-- START --

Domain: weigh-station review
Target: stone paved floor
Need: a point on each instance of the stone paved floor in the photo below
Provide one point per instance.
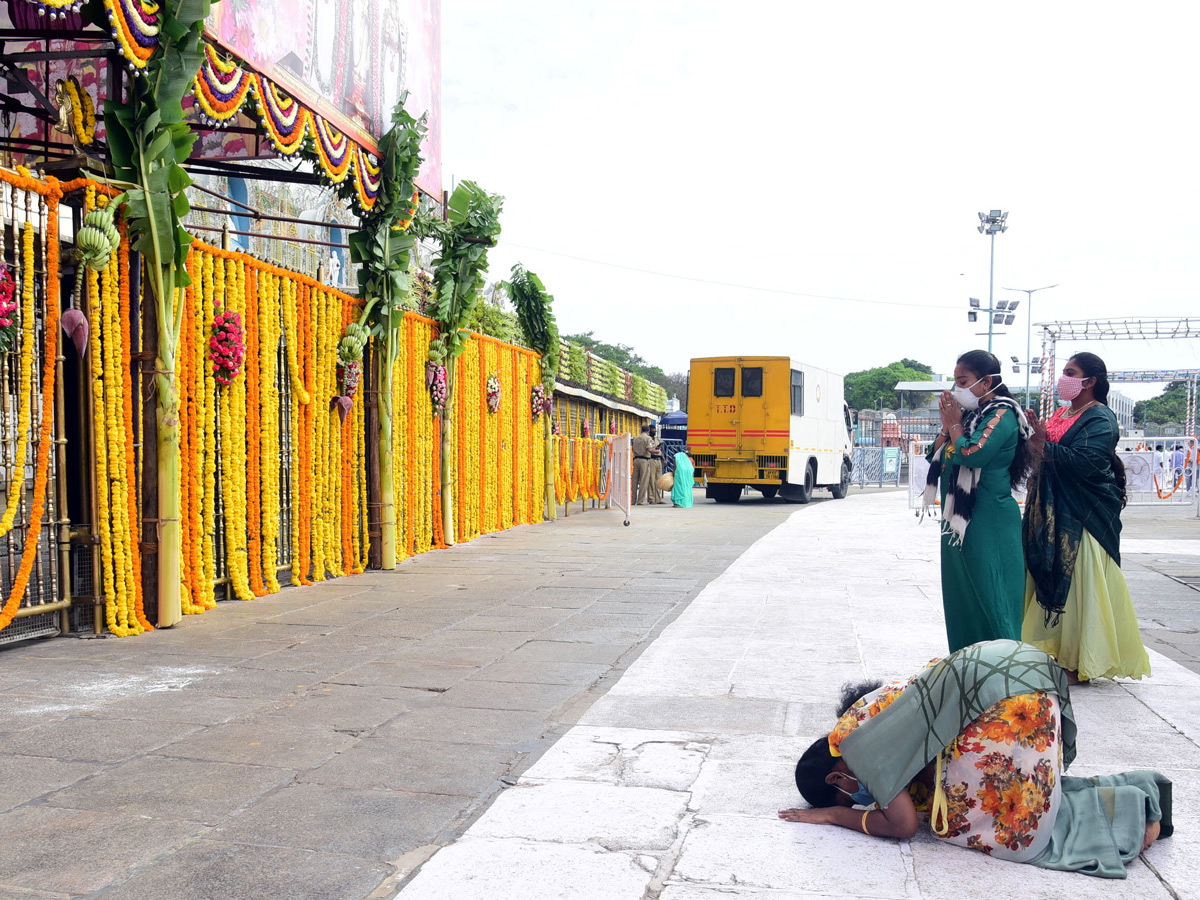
(319, 742)
(669, 786)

-- END --

▸ **Given task**
Replace "stone paved floor" with "brick walkway" wherever it appears in the records, and reproduce them with everything else unchanged. Leave the pictures out.

▸ **Answer for the task**
Domain: weigh-station review
Target: brick walkway
Need: a point on each instance of the brick walkway in the photo below
Provide one point per instance.
(319, 742)
(669, 786)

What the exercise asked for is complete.